Problem: Rewrite the items beginning at the line that contains "Where can the small" and ending with the last item, replacing every occurrence of "rock" with "stone" and leaving all other text unchanged.

Given records:

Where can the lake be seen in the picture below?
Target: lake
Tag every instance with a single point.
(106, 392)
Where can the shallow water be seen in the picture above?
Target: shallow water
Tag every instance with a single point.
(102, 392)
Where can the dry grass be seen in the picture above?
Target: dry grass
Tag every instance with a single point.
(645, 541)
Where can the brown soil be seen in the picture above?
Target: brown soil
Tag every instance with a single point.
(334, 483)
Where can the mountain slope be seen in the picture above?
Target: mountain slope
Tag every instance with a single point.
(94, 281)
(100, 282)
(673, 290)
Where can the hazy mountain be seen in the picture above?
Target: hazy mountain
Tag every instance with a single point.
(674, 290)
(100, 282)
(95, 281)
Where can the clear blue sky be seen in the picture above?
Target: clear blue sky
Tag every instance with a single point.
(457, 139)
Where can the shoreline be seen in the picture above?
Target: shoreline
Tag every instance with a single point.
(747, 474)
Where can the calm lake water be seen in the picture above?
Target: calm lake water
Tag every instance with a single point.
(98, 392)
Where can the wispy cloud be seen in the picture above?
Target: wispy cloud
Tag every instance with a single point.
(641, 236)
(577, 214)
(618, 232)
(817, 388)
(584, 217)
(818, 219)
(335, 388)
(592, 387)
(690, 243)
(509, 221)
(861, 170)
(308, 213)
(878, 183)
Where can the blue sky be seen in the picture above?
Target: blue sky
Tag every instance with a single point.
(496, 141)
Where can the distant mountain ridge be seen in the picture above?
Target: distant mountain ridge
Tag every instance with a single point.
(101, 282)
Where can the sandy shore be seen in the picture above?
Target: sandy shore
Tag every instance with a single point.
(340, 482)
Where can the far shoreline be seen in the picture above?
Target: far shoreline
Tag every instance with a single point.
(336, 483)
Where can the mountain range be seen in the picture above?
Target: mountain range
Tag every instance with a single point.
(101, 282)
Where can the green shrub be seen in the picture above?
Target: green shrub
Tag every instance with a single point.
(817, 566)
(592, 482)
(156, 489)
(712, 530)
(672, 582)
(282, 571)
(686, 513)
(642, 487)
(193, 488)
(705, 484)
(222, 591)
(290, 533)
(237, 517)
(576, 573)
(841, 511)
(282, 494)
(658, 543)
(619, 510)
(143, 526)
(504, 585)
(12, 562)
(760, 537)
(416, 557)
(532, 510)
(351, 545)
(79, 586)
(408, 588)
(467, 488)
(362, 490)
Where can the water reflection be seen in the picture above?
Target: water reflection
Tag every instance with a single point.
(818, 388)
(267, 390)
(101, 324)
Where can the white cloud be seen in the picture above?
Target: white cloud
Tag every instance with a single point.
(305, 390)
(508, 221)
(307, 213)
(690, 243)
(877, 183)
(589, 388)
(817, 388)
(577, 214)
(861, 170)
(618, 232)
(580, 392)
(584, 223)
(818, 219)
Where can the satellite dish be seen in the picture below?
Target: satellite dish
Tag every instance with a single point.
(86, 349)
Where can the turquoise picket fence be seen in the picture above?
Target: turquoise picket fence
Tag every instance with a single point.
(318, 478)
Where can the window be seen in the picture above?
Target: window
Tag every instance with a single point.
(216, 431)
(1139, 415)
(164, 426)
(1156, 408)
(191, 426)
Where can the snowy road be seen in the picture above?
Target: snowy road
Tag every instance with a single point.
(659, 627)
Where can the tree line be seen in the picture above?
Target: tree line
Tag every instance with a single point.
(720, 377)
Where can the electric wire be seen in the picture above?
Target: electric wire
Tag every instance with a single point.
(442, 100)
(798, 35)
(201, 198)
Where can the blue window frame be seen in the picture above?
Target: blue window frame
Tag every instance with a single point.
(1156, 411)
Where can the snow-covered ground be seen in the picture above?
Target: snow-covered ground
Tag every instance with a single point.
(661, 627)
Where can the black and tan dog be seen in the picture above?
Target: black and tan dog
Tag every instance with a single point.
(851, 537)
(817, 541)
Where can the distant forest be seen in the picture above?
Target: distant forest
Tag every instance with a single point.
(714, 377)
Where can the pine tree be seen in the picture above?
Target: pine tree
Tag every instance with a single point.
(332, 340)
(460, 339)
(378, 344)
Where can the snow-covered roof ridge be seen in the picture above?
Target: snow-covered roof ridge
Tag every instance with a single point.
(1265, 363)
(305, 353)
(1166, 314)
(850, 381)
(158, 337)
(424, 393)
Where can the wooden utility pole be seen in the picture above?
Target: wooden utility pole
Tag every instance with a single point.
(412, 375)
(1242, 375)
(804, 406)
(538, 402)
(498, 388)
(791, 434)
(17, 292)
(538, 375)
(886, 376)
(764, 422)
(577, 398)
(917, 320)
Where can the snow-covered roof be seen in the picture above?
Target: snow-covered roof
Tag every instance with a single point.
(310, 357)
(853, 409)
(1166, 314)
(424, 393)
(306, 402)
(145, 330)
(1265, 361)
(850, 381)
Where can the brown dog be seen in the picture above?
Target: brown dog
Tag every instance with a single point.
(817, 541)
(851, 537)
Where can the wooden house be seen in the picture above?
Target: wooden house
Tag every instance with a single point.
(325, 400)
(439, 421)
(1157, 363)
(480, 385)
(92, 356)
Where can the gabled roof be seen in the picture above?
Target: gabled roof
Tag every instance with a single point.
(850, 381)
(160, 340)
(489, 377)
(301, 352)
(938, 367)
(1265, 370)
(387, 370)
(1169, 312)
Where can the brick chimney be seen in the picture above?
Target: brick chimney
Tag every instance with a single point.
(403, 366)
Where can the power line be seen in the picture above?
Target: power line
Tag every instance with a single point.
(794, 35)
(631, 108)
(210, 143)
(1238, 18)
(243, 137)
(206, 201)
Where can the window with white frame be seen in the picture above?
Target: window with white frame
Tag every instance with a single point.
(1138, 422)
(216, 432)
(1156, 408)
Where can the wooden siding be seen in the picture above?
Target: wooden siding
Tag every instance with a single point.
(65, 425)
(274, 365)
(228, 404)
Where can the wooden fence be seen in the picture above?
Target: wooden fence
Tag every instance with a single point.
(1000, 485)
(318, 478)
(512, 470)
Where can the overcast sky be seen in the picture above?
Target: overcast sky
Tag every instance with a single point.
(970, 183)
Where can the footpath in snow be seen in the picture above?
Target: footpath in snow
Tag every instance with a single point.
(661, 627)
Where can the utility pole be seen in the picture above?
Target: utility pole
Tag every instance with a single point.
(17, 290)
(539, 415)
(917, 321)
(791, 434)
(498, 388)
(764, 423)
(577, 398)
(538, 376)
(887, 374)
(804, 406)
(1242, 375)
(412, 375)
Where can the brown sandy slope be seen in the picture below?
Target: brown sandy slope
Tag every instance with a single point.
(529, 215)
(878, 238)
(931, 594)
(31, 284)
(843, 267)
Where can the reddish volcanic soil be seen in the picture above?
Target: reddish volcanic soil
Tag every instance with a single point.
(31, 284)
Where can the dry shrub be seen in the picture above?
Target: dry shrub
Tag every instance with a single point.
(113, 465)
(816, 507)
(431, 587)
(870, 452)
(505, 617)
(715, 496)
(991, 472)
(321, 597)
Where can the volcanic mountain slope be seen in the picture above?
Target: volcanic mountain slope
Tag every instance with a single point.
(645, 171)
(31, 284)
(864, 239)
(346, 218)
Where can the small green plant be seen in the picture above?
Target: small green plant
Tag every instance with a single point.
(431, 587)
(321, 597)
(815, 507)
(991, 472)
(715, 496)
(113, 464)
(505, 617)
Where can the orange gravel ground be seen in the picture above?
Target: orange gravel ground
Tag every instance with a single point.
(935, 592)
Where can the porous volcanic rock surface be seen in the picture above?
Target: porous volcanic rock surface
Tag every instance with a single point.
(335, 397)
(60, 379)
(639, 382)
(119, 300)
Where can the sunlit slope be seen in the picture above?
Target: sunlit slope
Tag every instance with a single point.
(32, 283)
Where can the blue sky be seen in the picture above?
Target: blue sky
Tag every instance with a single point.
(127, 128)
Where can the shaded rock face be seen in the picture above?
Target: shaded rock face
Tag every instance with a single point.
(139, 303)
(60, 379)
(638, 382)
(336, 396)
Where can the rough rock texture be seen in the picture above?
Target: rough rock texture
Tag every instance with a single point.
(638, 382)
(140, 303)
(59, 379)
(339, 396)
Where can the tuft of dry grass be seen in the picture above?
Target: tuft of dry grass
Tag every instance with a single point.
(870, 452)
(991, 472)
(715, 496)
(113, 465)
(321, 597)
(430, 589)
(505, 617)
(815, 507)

The response:
Where can the small green plant be seen in the picture above?
Target: small green plant
Tag every instance with a single point.
(431, 587)
(321, 597)
(815, 507)
(991, 472)
(715, 496)
(113, 464)
(505, 617)
Where can the orange gravel ground be seen in the picture above?
Target: orange gravel ground
Tag every instance with a single point.
(935, 592)
Where can the porous volcanic stone surface be seen in the picture above?
Target: porous volcanic stone surface
Tag every instance with a single point.
(335, 397)
(60, 379)
(639, 382)
(119, 300)
Where can the sunlit slope be seen in the picture above?
Target: sunlit slope
Tag every instance with a single point.
(32, 283)
Where can the blue sky be seen in the picture above?
Target: blue sky
Tag every instance with a single point.
(127, 128)
Where can the shaded stone face be seen in the picture above?
Target: shaded stone face
Tag every instance with a single point.
(139, 303)
(60, 379)
(638, 382)
(336, 396)
Where can the rough stone texture be seen in the picture above?
Target: rough stone texture
Tag every instance with a single point.
(638, 382)
(140, 303)
(59, 379)
(339, 396)
Where can the tuft of dry grass be seen in the picture above?
Target: tuft of dry grass
Tag every instance with a single point.
(870, 452)
(991, 472)
(715, 496)
(113, 465)
(321, 597)
(430, 589)
(505, 617)
(815, 507)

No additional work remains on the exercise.